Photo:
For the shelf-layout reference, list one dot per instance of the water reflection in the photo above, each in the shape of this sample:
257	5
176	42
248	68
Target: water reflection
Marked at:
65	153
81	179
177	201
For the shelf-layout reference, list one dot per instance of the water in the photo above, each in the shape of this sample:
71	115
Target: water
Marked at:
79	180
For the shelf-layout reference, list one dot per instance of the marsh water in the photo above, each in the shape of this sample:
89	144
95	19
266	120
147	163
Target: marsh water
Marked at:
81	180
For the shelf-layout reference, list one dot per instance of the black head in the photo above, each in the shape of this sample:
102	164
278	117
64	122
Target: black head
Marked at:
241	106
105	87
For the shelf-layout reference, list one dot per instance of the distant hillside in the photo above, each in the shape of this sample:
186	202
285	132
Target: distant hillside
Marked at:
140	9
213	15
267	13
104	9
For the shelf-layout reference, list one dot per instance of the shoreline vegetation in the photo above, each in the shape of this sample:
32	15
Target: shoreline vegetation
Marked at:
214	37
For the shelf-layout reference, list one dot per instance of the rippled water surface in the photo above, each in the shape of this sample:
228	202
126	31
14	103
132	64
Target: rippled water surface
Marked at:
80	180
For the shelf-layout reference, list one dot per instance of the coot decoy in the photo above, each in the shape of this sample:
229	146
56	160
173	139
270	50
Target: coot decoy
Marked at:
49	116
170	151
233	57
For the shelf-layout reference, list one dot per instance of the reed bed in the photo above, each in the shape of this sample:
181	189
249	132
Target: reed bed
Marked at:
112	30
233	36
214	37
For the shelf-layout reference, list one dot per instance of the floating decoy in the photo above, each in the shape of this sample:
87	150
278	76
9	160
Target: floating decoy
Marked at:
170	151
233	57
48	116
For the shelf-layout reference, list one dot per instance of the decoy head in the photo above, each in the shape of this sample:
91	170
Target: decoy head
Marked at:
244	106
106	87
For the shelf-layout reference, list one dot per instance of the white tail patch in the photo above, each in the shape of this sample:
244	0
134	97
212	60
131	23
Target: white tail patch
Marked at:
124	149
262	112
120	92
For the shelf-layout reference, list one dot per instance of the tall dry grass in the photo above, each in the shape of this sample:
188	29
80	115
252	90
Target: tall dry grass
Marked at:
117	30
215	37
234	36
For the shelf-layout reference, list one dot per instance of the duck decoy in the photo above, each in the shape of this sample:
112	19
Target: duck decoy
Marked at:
***
■ WHAT IS NEEDED: Your reply should be a single number: how many lines in the listing above include the string "patch".

■ TASK OUTPUT: 2